> **EXERCISE GOAL**: Here are some entries. Repeat all of them exactly.

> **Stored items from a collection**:

________________________

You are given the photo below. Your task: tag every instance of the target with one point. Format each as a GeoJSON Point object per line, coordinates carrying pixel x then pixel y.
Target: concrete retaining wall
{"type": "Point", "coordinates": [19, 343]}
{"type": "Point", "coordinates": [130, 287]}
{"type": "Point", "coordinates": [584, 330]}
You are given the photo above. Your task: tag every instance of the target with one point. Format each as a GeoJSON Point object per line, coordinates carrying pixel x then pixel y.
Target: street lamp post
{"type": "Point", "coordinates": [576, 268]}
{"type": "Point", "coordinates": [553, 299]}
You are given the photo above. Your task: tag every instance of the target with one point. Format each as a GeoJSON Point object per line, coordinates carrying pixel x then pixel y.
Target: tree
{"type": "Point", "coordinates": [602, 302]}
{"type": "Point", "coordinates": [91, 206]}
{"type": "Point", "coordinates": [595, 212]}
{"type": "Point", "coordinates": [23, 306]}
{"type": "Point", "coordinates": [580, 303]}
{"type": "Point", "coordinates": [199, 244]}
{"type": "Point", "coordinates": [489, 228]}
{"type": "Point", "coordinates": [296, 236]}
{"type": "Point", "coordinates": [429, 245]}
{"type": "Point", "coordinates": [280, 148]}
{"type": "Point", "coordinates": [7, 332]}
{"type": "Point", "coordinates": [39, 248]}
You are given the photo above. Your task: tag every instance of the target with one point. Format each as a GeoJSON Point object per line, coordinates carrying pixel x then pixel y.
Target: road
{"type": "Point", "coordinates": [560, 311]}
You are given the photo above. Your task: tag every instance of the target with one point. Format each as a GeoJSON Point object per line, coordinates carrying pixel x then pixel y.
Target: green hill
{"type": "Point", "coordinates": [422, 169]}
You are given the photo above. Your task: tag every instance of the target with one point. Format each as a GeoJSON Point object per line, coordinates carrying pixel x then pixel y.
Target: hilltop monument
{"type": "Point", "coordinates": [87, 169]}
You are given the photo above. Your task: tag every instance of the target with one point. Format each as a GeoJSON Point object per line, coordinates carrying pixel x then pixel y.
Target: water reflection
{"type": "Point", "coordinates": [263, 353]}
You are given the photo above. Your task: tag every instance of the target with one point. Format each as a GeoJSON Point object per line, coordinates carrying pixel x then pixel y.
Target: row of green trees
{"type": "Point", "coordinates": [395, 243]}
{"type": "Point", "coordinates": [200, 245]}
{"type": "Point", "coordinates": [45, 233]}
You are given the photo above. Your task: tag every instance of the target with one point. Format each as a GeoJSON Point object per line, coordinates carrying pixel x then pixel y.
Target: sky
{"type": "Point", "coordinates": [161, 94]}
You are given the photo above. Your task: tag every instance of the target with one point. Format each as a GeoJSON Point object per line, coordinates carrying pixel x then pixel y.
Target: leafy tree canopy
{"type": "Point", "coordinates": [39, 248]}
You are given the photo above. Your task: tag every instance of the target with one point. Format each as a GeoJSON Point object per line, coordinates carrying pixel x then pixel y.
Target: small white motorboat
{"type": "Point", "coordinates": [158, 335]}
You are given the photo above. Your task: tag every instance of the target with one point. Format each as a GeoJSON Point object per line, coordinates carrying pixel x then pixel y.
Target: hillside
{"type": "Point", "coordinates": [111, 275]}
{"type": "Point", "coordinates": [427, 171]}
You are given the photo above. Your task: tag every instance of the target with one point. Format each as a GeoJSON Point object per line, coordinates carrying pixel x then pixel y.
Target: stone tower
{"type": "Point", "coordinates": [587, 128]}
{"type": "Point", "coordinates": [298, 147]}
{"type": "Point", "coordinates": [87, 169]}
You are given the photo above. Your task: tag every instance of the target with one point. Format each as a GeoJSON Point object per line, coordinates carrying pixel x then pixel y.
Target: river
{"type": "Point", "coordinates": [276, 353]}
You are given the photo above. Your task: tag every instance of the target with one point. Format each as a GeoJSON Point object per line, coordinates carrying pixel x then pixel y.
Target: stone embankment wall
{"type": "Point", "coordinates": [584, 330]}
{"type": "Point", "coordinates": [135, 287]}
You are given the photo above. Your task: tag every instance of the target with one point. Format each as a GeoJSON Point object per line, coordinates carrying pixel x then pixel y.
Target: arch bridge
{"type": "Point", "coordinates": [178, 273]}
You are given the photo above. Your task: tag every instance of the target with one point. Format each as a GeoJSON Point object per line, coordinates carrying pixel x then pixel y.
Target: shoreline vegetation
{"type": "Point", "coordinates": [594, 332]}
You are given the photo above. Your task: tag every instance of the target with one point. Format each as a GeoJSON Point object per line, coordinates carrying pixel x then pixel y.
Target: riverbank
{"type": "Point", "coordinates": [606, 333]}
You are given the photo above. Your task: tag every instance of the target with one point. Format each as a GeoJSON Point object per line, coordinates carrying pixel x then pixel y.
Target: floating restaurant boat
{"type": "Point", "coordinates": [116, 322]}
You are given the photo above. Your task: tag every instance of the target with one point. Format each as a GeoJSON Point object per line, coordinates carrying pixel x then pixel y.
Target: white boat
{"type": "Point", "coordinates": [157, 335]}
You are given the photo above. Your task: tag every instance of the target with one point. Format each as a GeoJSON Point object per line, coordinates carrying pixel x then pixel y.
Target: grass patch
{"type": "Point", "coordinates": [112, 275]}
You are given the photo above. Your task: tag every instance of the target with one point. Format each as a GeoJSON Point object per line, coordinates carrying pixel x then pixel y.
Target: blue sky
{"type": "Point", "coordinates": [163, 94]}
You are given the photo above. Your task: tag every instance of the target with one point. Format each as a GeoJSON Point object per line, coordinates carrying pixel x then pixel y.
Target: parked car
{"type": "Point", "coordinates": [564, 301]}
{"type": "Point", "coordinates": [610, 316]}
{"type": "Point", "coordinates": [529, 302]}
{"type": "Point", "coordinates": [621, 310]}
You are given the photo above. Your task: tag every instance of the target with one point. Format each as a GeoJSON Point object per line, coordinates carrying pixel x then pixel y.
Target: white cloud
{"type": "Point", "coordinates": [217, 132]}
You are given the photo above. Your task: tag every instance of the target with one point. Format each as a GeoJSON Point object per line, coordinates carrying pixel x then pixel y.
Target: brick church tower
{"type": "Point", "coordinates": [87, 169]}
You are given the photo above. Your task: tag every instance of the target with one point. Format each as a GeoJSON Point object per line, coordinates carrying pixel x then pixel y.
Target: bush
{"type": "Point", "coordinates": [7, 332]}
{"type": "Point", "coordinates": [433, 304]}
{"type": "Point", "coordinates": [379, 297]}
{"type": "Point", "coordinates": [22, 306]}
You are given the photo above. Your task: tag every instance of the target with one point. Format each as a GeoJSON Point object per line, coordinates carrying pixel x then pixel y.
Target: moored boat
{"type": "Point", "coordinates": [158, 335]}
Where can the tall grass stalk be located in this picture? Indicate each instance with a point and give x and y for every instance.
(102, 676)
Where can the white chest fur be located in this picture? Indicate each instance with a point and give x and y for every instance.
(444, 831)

________________________

> **SOLUTION**:
You are given the photo below. Your task: tag every instance of the target with one point. Format each as a GeoJSON Point object per line, coordinates carrying pixel x then pixel y.
Target: concrete retaining wall
{"type": "Point", "coordinates": [19, 343]}
{"type": "Point", "coordinates": [130, 287]}
{"type": "Point", "coordinates": [584, 330]}
You are given the photo above. Your task: tag every instance of the target with one point. Format each as a GeoJSON Point object per line, coordinates carrying pixel x then pixel y.
Target: street lamp post
{"type": "Point", "coordinates": [576, 268]}
{"type": "Point", "coordinates": [553, 299]}
You are given the photo above. Your task: tag every instance of the target with one point. Format each as a GeoJSON Point object per line, coordinates carrying pixel x then pixel y.
Target: tree
{"type": "Point", "coordinates": [602, 302]}
{"type": "Point", "coordinates": [91, 206]}
{"type": "Point", "coordinates": [595, 212]}
{"type": "Point", "coordinates": [23, 306]}
{"type": "Point", "coordinates": [580, 303]}
{"type": "Point", "coordinates": [199, 244]}
{"type": "Point", "coordinates": [489, 228]}
{"type": "Point", "coordinates": [296, 236]}
{"type": "Point", "coordinates": [429, 245]}
{"type": "Point", "coordinates": [280, 148]}
{"type": "Point", "coordinates": [7, 332]}
{"type": "Point", "coordinates": [39, 248]}
You are given the photo above. Your task: tag every instance of the target with one point. Format each as a GeoJSON Point object per line, coordinates carrying pixel x then pixel y.
Target: road
{"type": "Point", "coordinates": [560, 311]}
You are given the photo above. Your task: tag every instance of the target with one point. Format each as a GeoJSON Point object per line, coordinates carrying pixel x then pixel y.
Target: green hill
{"type": "Point", "coordinates": [422, 169]}
You are given the photo above. Your task: tag every instance of the target with one point. Format each as a GeoJSON Point object per line, coordinates carrying pixel x then pixel y.
Target: hilltop monument
{"type": "Point", "coordinates": [87, 169]}
You are given the photo above. Your task: tag every instance of the target with one point. Format each as a GeoJSON Point object per line, coordinates carrying pixel x then pixel y.
Target: water reflection
{"type": "Point", "coordinates": [263, 353]}
You are given the photo above. Your task: tag every instance of the target with one point. Format each as a GeoJSON Point object per line, coordinates carrying pixel x then pixel y.
Target: row of green trees
{"type": "Point", "coordinates": [395, 243]}
{"type": "Point", "coordinates": [200, 245]}
{"type": "Point", "coordinates": [45, 233]}
You are given the photo above. Your task: tag every instance of the target with one point. Format each as a GeoJSON Point object per line, coordinates carrying pixel x then pixel y.
Target: sky
{"type": "Point", "coordinates": [161, 94]}
You are given the photo above. Your task: tag every instance of the target with one point. Format each as a GeoJSON Point object per line, coordinates carrying pixel x then pixel y.
Target: leafy tree canopy
{"type": "Point", "coordinates": [39, 248]}
You are given the photo above. Your task: tag every instance of the target with one point. Format each as a GeoJSON Point object per line, coordinates carrying pixel x then pixel y.
Target: small white motorboat
{"type": "Point", "coordinates": [158, 335]}
You are given the photo above. Your task: tag every instance of the target with one point. Format each as a GeoJSON Point object per line, coordinates carrying pixel x then pixel y.
Target: hillside
{"type": "Point", "coordinates": [111, 275]}
{"type": "Point", "coordinates": [427, 171]}
You are given the photo above. Your task: tag every instance of the target with one point. Format each as a GeoJSON Point object per line, coordinates carrying pixel x then pixel y.
Target: stone tower
{"type": "Point", "coordinates": [587, 128]}
{"type": "Point", "coordinates": [298, 147]}
{"type": "Point", "coordinates": [87, 169]}
You are given the photo above. Your task: tag every instance of the target with one point. Format each as a GeoJSON Point object per line, coordinates carrying pixel x then pixel y.
Target: river
{"type": "Point", "coordinates": [276, 353]}
You are given the photo above. Your task: tag every instance of the target with one point. Format each as a GeoJSON Point object per line, coordinates carrying pixel x then pixel y.
Target: stone embankment wall
{"type": "Point", "coordinates": [584, 330]}
{"type": "Point", "coordinates": [135, 287]}
You are given the photo above. Your task: tag every instance of the target with one point. Format each as a GeoJSON Point object per line, coordinates carrying pixel x then pixel y.
Target: arch bridge
{"type": "Point", "coordinates": [178, 273]}
You are given the photo above. Your task: tag every instance of the target with one point. Format each as a GeoJSON Point object per line, coordinates carrying pixel x then pixel y.
Target: shoreline vegetation
{"type": "Point", "coordinates": [594, 332]}
You are given the photo above. Your task: tag every instance of the target with one point. Format each as a GeoJSON Point object per line, coordinates carrying pixel x then pixel y.
Target: riverbank
{"type": "Point", "coordinates": [606, 333]}
You are given the photo above. Your task: tag every instance of the target with one point. Format each as a GeoJSON Point object per line, coordinates carrying pixel x then pixel y.
Target: floating restaurant boat
{"type": "Point", "coordinates": [116, 322]}
You are given the photo above. Your task: tag every instance of the target with one point. Format each as a GeoJSON Point object per line, coordinates carrying pixel x then pixel y.
Target: white boat
{"type": "Point", "coordinates": [157, 335]}
You are given the photo above. Your task: tag every instance of the target with one point. Format each as a GeoJSON Point object per line, coordinates carrying pixel x then pixel y.
Target: grass patch
{"type": "Point", "coordinates": [112, 275]}
You are given the photo above. Your task: tag every instance of the target with one point. Format each as a GeoJSON Point object per line, coordinates carrying pixel x then pixel y.
Target: blue sky
{"type": "Point", "coordinates": [163, 94]}
You are given the photo above. Your task: tag every instance of the target with one point. Format each as a GeoJSON Point object per line, coordinates carrying pixel x then pixel y.
Target: parked car
{"type": "Point", "coordinates": [564, 301]}
{"type": "Point", "coordinates": [610, 316]}
{"type": "Point", "coordinates": [529, 302]}
{"type": "Point", "coordinates": [621, 310]}
You are given the photo above. Your task: tag every instance of the target with one point. Format each as a GeoJSON Point object per line, coordinates carrying pixel x then pixel y.
Target: white cloud
{"type": "Point", "coordinates": [217, 132]}
You are given the photo above. Your task: tag every instance of the target with one point. Format each as a GeoJSON Point object per line, coordinates carrying pixel x then pixel y.
Target: brick church tower
{"type": "Point", "coordinates": [87, 169]}
You are given the photo above. Your task: tag every instance of the target with one point. Format each as a GeoJSON Point object per line, coordinates carrying pixel x then pixel y.
Target: bush
{"type": "Point", "coordinates": [7, 332]}
{"type": "Point", "coordinates": [433, 304]}
{"type": "Point", "coordinates": [379, 297]}
{"type": "Point", "coordinates": [22, 306]}
You are given the photo above. Your task: tag every instance of the target with one point. Format each as a GeoJSON Point object per line, coordinates carrying pixel x then pixel y.
Target: moored boat
{"type": "Point", "coordinates": [158, 335]}
Where can the tall grass stalk be located in this picture? Indicate each instance with a point and give x and y for every instance.
(102, 676)
Where can the white chest fur be located in this picture? Indicate each instance with a point and give x and y for every instance.
(444, 831)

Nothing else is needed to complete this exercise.